## JOBS
A. Rewrite the passage on Sacred Heart Cathedral between "The Cathedral faces" and "of the Eucharist.", inclusive, putting "concrete silos" in place of "grain elevators".
B. Extend the description of Sacred Heart Cathedral, continuing from its last sentence.

## PASSAGE TO READ
#####

Sacred Heart Cathedral is a distinctive building that draws upon rural Kansas imagery and uses it in the service of Christian mythology. It is a noteworthy example of the work of Edward J. Schulte, a prolific designer of Catholic facilities across the Midwest through the greater part of the twentieth century.
The Cathedral faces south toward Iron Street, two blocks west of Salina’s principal commercial street. Its most striking features are what appear to be a row of cylinders thirty feet in circumference extending the full height of the eastern and western facades, which resemble the grain elevators that dominate the skyline of most towns in western Kansas. Early modern architects admired these striking structures, most notably the French architect Le Corbusier, who appreciated their utility, clarity of form, and concrete construction. The allusion to grain elevators helps to link the church to its place in Kansas. It can also be seen as a symbol—the Cathedral is a place where the faithful come to receive the sustenance of the Eucharist.

#####

## MATERIAL SUPPLIED
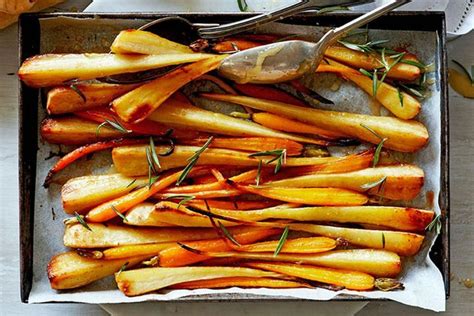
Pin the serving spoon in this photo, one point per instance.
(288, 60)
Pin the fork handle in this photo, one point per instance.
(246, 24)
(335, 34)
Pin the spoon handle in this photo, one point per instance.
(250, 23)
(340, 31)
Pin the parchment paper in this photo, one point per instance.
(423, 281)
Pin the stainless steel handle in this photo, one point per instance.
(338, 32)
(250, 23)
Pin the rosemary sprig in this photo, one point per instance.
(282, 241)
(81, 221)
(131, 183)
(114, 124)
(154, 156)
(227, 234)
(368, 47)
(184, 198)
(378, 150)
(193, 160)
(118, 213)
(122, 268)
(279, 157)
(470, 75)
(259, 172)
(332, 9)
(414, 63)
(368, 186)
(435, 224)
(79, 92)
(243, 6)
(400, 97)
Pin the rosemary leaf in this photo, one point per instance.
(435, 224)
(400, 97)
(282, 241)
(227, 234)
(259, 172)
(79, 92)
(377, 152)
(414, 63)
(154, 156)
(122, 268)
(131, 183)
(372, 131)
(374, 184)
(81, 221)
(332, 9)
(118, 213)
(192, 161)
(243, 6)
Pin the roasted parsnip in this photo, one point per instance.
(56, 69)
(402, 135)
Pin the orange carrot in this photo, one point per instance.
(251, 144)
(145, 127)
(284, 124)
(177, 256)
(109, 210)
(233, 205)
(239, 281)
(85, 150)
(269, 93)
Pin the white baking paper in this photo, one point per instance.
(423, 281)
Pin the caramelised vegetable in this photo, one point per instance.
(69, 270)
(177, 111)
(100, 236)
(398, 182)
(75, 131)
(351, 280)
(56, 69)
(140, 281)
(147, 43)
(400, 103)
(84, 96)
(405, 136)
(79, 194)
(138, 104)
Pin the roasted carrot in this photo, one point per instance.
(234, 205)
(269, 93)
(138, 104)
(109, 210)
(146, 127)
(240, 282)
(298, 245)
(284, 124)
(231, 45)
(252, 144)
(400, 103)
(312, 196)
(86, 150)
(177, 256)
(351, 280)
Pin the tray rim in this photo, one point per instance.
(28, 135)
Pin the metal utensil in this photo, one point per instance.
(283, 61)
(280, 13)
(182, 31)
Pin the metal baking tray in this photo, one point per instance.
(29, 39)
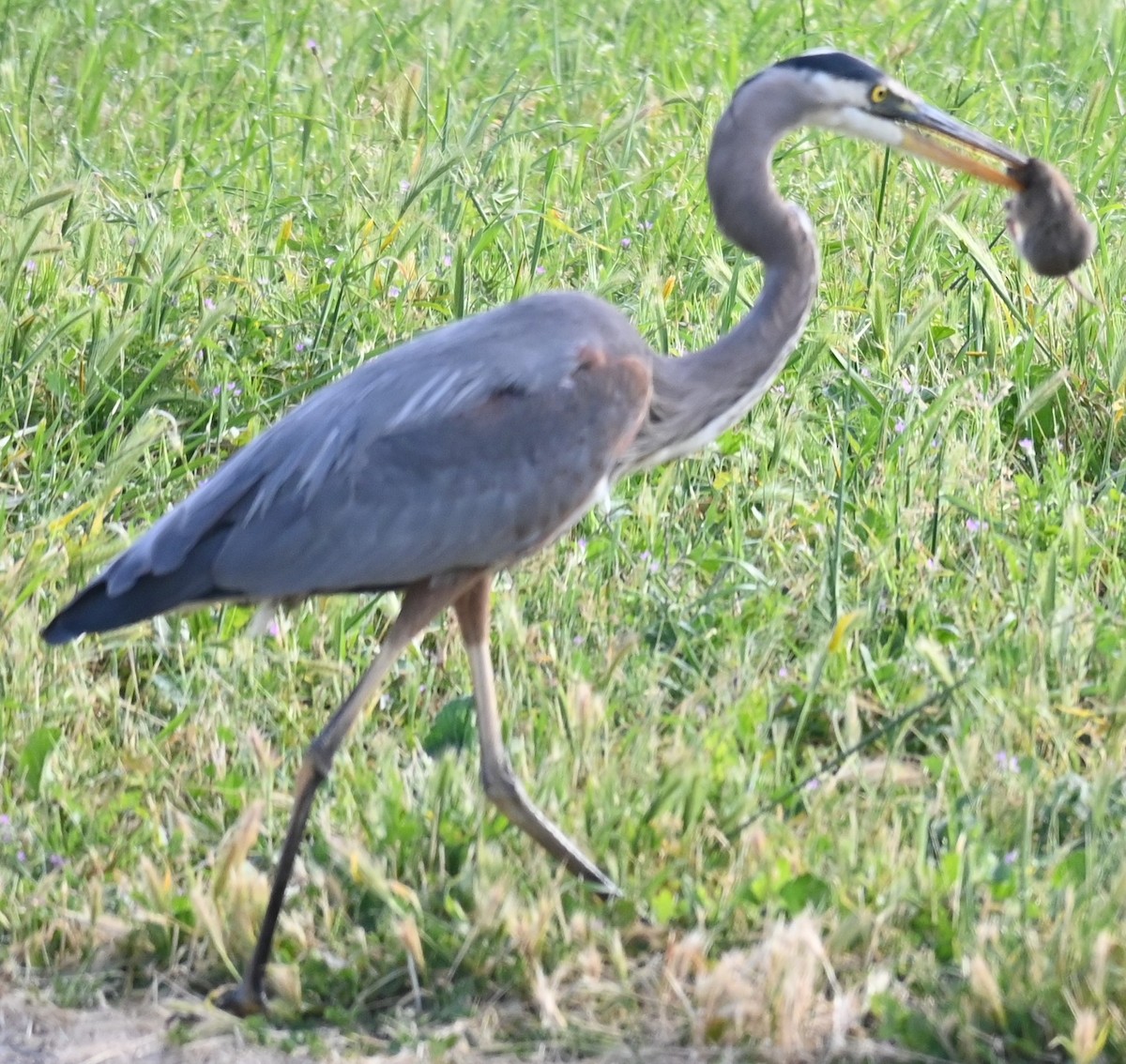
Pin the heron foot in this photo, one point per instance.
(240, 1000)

#####

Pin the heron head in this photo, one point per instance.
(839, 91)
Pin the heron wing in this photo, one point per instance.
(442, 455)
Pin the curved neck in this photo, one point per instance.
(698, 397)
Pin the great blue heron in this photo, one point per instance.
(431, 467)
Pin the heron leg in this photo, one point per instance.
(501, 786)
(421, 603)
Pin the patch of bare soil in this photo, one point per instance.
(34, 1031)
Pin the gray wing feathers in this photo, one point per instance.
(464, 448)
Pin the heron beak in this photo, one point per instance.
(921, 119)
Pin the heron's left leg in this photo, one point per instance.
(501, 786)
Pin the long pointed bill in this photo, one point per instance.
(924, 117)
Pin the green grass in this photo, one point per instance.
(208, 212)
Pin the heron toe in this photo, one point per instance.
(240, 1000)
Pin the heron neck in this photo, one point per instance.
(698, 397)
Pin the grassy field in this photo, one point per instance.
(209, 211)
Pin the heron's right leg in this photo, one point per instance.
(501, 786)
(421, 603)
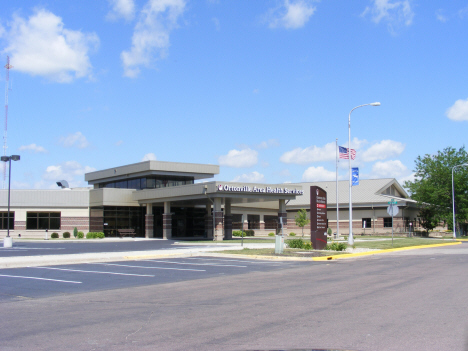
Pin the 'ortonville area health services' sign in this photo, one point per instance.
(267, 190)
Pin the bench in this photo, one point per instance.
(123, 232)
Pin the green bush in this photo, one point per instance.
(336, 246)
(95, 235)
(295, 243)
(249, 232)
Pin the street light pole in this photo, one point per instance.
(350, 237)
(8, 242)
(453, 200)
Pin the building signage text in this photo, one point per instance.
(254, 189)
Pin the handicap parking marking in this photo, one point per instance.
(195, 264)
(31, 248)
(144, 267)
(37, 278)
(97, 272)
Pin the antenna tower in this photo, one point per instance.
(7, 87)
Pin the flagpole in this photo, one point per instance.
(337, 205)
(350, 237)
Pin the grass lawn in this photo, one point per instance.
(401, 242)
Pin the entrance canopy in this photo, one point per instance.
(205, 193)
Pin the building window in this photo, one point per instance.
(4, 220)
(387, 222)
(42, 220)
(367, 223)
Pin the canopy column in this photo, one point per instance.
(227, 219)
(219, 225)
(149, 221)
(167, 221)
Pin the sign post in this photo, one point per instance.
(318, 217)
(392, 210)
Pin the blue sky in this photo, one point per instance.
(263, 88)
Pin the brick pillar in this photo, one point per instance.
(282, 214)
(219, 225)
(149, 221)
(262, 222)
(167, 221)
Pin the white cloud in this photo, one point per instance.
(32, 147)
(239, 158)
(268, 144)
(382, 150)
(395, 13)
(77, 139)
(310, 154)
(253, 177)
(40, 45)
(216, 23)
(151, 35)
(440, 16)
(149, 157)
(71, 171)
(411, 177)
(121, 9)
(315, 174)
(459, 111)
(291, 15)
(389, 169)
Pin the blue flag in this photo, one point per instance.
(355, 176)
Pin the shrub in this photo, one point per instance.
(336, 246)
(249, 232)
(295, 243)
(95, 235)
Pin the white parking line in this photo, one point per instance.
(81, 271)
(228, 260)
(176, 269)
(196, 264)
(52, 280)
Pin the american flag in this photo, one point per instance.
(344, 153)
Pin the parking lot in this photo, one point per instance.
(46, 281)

#####

## THE RESPONSES
A.
The Cathedral faces south toward Iron Street, two blocks west of Salina’s principal commercial street. Its most striking features are what appear to be a row of cylinders thirty feet in circumference extending the full height of the eastern and western facades, which resemble the concrete silos that dominate the skyline of most towns in western Kansas. Early modern architects admired these striking structures, most notably the French architect Le Corbusier, who appreciated their utility, clarity of form, and concrete construction. The allusion to concrete silos helps to link the church to its place in Kansas. It can also be seen as a symbol—the Cathedral is a place where the faithful come to receive the sustenance of the Eucharist.

B.
The fact that the Cathedral is built of limestone, rather than concrete, allows for a less literal reading of the dramatic form. The building features a tall bell tower consisting of a single tall cylinder capped by six smaller cylinders that support a circular cap. The building carries a more direct and unambiguous message on its southern or front facade, where bas-relief sculptures depict farm families helping the bishop carry a cross, and where a stylized image of Christ on the cross rises between the main entry doors.
The sanctuary consists of a large nave that takes up the bulk of the interior and a smaller side chapel on the west side. Like the exterior facade, the interior is faced with limestone and features bas-relief carvings, including the Stations of the Cross on the eastern wall, an image of Christ on the south wall, and images of the church’s patrons on the frame around the apse behind the altar. The apse is clad in glazed gold tiles that sparkle under the nave’s cruciform light fixtures. Light also enters the space through twenty-five-foot-tall stained glass windows between the exterior cylinders, which are flattened on the interior. The windows were designed by Anton Wendling of Aachen, Germany, and were assembled by Erhardt Stettner in Milwaukee. The floor is of black stone, and the furnishings are of blonde wood. Overall, the space manages to feel both austere and majestic. A simply detailed complex of offices is appended to the northwest corner of the sanctuary.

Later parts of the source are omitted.